▶ Set exercise
Extract the line that contains "the red flower" and every line after it to the end of the records below, exactly as written and nothing else.

Records excerpted from a collection
++++++++
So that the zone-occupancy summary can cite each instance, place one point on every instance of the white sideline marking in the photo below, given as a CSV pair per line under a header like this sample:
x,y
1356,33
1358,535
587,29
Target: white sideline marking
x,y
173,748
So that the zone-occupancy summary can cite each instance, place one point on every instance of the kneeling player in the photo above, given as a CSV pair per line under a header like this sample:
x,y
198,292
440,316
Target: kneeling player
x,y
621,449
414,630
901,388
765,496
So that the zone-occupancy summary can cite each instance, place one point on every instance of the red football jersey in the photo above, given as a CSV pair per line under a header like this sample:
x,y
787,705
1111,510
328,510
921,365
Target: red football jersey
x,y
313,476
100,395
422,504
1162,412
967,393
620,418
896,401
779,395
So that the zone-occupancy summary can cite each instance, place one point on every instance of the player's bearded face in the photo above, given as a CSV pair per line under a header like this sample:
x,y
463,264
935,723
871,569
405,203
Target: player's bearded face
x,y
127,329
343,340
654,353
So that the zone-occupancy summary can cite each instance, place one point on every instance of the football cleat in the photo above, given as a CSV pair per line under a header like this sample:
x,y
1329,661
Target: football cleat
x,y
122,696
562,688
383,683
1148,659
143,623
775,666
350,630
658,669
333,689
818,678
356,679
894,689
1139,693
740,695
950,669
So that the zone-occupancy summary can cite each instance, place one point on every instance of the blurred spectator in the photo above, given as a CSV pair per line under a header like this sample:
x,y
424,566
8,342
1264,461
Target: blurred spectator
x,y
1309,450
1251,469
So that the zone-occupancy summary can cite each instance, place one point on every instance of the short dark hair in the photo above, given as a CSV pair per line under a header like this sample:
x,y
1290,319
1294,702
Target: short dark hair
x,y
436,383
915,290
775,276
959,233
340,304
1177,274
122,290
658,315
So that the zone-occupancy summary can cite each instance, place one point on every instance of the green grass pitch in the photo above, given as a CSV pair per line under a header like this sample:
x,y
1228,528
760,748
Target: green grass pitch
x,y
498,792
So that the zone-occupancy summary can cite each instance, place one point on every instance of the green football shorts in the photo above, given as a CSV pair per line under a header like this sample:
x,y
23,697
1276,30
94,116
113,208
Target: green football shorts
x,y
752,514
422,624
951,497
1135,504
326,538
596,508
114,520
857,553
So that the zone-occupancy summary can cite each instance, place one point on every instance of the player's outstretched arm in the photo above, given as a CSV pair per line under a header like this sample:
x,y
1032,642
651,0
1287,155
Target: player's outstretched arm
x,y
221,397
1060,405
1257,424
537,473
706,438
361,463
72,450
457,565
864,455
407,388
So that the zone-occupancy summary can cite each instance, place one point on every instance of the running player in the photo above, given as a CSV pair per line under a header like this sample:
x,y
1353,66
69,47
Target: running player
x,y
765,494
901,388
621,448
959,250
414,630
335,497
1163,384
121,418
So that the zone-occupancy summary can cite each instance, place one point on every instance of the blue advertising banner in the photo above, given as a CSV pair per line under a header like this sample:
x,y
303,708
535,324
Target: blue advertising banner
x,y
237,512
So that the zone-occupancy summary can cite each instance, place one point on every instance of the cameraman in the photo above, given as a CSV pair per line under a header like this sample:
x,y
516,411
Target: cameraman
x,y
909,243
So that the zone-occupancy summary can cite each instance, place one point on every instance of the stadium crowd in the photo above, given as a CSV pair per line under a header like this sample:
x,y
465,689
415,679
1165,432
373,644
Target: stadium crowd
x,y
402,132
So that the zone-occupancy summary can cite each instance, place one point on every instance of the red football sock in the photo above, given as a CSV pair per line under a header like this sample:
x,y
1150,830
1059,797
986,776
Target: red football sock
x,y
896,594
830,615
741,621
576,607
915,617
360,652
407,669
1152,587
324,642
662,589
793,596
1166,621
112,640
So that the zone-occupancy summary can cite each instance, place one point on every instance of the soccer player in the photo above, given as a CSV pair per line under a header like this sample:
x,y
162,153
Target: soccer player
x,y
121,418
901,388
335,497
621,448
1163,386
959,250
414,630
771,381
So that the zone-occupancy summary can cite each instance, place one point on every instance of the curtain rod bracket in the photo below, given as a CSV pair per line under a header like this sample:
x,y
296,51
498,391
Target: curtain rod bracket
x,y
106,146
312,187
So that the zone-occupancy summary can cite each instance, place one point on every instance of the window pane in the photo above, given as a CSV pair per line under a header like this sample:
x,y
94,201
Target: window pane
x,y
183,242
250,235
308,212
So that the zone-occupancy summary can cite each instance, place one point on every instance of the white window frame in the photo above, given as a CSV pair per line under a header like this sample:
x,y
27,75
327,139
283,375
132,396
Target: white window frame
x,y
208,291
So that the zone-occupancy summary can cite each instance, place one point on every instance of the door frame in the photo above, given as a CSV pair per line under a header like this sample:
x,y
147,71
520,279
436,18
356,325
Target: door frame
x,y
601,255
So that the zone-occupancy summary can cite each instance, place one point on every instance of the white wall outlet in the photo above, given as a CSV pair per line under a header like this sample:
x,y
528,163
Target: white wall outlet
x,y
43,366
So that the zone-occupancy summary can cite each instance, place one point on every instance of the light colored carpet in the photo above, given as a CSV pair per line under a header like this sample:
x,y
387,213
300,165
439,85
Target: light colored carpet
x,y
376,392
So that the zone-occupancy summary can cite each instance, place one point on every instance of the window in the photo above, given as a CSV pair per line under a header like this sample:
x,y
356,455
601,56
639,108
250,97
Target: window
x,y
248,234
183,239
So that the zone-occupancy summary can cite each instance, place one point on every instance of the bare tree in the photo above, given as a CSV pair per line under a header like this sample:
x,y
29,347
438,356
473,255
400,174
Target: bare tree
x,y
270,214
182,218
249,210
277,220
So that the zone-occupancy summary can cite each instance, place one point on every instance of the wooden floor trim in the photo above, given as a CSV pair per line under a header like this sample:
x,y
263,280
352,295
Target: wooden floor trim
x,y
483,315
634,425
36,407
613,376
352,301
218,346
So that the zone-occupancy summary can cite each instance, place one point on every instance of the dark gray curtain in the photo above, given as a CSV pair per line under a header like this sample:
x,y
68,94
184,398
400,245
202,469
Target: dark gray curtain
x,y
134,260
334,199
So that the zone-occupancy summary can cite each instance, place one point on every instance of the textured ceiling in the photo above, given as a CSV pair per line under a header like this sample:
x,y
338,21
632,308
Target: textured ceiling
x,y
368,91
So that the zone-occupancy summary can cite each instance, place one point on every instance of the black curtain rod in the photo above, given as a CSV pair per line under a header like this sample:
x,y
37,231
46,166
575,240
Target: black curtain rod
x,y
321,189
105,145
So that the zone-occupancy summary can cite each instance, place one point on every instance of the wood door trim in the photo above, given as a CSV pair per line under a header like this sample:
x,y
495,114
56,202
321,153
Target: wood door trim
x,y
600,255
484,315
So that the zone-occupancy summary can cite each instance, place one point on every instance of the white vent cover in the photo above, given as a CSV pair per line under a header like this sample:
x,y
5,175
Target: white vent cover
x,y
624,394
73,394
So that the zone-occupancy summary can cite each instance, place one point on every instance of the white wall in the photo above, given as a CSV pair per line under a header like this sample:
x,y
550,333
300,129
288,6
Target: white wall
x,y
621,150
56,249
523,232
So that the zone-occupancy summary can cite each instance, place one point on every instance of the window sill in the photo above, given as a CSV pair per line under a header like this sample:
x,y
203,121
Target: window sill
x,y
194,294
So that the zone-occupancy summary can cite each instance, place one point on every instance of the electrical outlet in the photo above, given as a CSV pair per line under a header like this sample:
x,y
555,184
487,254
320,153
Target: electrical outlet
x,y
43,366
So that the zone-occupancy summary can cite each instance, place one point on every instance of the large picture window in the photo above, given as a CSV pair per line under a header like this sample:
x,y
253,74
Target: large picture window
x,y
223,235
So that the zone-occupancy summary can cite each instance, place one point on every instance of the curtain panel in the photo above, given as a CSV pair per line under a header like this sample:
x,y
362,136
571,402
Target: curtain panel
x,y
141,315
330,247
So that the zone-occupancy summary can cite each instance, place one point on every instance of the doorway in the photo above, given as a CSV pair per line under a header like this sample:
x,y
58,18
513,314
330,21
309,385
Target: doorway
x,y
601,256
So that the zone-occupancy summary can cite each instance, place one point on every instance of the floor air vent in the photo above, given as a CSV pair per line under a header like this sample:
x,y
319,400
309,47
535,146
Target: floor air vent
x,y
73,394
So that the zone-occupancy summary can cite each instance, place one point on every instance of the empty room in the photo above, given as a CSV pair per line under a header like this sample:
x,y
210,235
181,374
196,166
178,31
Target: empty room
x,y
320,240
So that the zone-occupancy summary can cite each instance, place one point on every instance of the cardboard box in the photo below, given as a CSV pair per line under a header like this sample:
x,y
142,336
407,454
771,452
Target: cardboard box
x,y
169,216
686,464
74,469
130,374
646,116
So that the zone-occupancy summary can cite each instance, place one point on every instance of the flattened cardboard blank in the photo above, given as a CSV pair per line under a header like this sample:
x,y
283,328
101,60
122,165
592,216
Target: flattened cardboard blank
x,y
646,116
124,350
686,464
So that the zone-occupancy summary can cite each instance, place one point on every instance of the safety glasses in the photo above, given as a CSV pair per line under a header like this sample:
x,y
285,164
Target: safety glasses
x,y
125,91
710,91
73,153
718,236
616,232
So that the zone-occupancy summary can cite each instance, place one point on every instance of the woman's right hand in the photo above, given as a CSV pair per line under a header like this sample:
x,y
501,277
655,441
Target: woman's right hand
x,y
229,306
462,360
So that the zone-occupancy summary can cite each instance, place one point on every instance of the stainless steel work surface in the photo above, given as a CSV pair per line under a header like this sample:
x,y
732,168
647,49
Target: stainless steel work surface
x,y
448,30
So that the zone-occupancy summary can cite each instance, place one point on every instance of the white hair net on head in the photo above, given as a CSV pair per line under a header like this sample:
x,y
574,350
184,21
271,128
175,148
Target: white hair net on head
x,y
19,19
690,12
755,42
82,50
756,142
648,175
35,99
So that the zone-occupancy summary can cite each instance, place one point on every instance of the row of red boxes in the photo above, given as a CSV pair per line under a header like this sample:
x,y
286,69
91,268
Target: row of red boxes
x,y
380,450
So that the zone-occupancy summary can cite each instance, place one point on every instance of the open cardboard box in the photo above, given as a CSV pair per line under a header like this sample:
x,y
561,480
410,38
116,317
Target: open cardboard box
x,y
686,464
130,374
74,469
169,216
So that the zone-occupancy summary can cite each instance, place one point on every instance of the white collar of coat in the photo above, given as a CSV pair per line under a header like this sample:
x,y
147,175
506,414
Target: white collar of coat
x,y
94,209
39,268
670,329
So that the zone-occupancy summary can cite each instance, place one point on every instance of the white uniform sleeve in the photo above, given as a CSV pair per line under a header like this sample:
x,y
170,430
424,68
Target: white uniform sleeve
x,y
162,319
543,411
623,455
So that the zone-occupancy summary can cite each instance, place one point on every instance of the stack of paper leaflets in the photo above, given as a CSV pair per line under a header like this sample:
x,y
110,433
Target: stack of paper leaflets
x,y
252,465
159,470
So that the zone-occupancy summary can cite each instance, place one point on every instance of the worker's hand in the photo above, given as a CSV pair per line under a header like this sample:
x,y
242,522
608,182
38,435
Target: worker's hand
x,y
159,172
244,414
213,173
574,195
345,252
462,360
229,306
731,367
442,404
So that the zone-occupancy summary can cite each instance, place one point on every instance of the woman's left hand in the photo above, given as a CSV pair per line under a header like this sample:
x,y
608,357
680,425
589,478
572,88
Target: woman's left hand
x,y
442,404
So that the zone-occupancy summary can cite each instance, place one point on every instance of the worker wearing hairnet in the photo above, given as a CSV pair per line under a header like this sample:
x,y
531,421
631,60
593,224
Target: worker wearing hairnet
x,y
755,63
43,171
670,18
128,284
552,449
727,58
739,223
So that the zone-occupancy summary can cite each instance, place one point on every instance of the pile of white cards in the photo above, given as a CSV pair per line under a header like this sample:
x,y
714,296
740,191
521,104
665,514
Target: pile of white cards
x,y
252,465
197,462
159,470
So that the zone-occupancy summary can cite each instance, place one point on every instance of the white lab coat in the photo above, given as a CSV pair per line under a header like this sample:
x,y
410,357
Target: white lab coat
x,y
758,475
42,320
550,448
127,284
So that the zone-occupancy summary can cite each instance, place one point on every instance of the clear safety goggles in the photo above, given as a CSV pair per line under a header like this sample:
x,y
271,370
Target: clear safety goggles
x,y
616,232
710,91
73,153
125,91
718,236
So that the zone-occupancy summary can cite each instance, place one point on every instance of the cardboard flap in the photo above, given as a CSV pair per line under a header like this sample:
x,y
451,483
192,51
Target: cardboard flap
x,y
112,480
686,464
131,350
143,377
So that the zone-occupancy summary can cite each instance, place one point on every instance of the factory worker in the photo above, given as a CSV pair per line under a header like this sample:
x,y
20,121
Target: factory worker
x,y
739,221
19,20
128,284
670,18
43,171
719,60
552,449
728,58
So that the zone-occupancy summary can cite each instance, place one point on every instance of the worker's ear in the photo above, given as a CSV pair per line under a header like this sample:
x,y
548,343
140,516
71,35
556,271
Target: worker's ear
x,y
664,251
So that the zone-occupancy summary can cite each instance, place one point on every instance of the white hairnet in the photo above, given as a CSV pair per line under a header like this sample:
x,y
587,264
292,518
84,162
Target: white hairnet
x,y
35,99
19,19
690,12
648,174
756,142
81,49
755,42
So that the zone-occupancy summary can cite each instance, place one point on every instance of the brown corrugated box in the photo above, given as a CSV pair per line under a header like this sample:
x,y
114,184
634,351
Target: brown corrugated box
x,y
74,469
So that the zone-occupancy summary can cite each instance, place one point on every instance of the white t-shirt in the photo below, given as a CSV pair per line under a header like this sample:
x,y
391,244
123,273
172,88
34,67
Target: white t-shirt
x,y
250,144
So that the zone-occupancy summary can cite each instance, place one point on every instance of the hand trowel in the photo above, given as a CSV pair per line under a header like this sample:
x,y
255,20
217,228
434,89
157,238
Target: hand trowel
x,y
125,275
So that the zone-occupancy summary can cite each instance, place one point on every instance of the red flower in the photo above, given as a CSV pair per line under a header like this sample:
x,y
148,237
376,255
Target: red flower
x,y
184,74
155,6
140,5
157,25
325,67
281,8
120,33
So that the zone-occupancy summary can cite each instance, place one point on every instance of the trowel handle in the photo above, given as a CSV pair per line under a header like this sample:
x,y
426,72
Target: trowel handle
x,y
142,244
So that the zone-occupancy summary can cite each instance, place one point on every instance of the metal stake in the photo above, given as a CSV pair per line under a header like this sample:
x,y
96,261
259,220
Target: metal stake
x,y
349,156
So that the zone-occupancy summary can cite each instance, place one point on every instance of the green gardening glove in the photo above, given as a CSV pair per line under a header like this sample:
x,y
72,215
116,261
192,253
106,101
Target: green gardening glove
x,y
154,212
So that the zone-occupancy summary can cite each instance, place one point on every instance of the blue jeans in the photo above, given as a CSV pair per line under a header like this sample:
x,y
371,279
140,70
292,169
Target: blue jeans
++++++++
▶ Reply
So that the zone-occupancy summary can cite each instance, place one point on every instance of the red flower in the photo above, given as a CSV pair per line under a header like this sample:
x,y
148,237
376,255
Target: red flower
x,y
184,74
155,6
140,5
157,25
325,67
281,8
120,33
So that the zone-occupancy summary can cite each instance, place one point on every instance of the trowel handle in the photo above, given as a CSV pair per line under a header like this sample:
x,y
426,72
Target: trowel handle
x,y
142,244
So that the zone-occupancy summary can cite each instance, place one point on every instance of the metal stake in the photo above, given as a CSV pair per line under a header like this sample:
x,y
96,261
259,220
Target: metal stake
x,y
349,156
So that the zone-occupancy summary can cite each instance, place one point on every instance of the green gardening glove in the photo above, given as a CSV pair per line under a header like this sample:
x,y
72,215
116,261
192,253
106,101
Target: green gardening glove
x,y
154,212
So that the zone-occupancy summary can cite each instance, place one point on every instance of the blue jeans in the photo above, given as a CSV pair per line under a header like this sample:
x,y
371,279
140,70
292,169
Target: blue jeans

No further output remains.